Exercise directions » Under this line are the records; write out word for word the part that begins at the line containing "point(337, 566)" and ends at the line containing "point(469, 477)", and no more.

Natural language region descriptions
##############################
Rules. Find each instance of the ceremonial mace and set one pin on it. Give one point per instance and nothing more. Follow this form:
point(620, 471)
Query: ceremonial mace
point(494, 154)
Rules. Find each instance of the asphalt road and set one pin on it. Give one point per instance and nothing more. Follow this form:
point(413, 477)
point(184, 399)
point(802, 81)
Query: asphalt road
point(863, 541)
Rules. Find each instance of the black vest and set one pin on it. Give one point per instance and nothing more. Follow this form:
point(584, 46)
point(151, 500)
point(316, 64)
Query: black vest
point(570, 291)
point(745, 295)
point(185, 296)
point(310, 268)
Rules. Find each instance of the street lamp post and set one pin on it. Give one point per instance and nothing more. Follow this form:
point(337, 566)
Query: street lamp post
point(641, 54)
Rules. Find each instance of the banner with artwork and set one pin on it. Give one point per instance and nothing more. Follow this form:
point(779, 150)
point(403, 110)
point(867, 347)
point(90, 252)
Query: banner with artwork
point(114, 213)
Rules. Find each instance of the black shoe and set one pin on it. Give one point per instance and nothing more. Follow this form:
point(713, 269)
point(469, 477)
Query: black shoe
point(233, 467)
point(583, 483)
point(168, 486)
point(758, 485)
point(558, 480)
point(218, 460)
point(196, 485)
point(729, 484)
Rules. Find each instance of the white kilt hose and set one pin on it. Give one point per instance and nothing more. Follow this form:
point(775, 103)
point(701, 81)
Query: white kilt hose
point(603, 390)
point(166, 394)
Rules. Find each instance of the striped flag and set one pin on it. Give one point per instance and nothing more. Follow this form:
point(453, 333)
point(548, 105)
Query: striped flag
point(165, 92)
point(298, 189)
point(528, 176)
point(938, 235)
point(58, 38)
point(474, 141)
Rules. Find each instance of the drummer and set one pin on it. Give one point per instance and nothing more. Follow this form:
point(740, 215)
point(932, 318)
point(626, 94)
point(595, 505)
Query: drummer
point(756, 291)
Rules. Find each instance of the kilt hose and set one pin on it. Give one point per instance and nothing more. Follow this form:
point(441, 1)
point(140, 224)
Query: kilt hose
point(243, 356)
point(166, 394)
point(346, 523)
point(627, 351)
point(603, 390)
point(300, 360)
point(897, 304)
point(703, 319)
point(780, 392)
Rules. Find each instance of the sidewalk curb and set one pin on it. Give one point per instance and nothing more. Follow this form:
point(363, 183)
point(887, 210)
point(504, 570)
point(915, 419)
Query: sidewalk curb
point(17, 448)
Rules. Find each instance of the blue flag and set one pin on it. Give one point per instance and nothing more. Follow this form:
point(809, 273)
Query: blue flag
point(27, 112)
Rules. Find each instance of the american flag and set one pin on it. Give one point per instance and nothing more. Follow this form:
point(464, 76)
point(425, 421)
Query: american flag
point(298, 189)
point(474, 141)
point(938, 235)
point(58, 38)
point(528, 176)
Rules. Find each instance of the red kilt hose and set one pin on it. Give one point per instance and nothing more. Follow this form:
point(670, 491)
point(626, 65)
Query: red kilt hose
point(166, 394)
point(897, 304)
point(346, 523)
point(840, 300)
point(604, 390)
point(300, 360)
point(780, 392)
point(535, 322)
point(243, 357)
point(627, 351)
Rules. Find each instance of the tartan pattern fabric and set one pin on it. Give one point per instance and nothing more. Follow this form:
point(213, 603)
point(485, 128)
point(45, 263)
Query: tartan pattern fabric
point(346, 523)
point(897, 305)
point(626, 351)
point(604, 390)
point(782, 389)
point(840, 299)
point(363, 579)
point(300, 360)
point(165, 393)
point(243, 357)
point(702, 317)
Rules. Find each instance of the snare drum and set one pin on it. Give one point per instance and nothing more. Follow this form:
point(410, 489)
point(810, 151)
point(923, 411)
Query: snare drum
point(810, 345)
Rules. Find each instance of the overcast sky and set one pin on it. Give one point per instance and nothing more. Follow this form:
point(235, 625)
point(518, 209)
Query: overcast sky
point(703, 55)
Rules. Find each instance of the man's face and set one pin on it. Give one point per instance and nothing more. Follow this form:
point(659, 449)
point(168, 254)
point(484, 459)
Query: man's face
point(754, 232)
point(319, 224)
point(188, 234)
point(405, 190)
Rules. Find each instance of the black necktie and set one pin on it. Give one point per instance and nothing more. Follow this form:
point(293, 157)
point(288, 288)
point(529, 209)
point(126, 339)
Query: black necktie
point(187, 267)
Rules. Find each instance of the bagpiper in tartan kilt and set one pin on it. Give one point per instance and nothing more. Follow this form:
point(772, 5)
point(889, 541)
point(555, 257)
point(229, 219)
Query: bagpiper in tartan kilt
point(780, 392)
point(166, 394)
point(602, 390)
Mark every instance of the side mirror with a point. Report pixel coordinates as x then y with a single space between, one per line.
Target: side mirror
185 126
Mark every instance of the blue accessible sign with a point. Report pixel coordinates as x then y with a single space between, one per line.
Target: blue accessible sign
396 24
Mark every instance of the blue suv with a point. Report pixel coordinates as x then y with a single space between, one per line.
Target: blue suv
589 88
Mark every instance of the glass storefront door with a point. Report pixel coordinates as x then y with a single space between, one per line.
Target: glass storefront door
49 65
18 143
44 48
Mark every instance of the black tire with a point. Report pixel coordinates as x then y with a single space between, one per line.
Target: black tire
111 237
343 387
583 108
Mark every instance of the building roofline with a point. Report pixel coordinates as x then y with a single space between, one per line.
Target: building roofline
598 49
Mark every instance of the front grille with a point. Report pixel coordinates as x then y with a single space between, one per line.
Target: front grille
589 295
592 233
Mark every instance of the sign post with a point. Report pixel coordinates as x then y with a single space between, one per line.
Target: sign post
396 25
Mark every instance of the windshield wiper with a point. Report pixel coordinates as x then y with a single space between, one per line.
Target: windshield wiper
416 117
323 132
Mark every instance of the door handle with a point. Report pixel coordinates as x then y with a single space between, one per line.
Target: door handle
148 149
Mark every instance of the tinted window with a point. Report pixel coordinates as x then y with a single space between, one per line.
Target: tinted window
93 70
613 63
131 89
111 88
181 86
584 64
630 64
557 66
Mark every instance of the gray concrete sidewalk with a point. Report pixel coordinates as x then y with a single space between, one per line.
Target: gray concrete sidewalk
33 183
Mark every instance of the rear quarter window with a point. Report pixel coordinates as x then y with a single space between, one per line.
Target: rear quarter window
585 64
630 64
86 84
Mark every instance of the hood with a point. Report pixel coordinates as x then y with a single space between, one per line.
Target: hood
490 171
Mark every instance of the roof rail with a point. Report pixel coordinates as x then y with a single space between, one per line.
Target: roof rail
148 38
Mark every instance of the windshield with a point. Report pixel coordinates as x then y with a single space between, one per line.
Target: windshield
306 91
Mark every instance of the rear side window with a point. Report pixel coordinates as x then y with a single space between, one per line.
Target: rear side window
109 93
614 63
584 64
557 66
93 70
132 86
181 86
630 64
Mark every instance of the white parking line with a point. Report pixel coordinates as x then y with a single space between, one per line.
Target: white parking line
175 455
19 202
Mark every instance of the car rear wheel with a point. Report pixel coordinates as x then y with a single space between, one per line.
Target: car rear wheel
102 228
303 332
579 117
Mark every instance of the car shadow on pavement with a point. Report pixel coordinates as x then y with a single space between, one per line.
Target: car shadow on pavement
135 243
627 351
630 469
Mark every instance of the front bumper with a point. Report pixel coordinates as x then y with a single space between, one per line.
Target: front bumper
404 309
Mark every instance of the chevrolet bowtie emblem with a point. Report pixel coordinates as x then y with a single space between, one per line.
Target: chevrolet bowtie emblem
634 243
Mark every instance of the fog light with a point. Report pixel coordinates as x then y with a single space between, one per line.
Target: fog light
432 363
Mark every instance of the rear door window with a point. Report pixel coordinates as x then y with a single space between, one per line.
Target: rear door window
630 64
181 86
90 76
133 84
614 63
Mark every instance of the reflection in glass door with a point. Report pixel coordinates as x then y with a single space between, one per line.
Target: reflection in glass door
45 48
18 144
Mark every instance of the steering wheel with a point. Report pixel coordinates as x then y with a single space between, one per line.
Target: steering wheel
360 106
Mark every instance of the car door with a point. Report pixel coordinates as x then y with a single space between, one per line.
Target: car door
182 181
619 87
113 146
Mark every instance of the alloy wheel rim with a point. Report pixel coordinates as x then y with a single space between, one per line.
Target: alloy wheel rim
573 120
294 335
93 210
##############################
Exercise output »
point(337, 566)
Query: street lamp post
point(641, 54)
Rules. Find each instance of the banner with artwork and set one pin on it. Give one point per instance and nothing more. Follow this form:
point(779, 150)
point(403, 110)
point(867, 347)
point(90, 252)
Query: banner with artwork
point(114, 213)
Rules. Find each instance of the black shoe and set one pin on it. Give one point per instance and nothing more. Follow this form:
point(713, 269)
point(469, 477)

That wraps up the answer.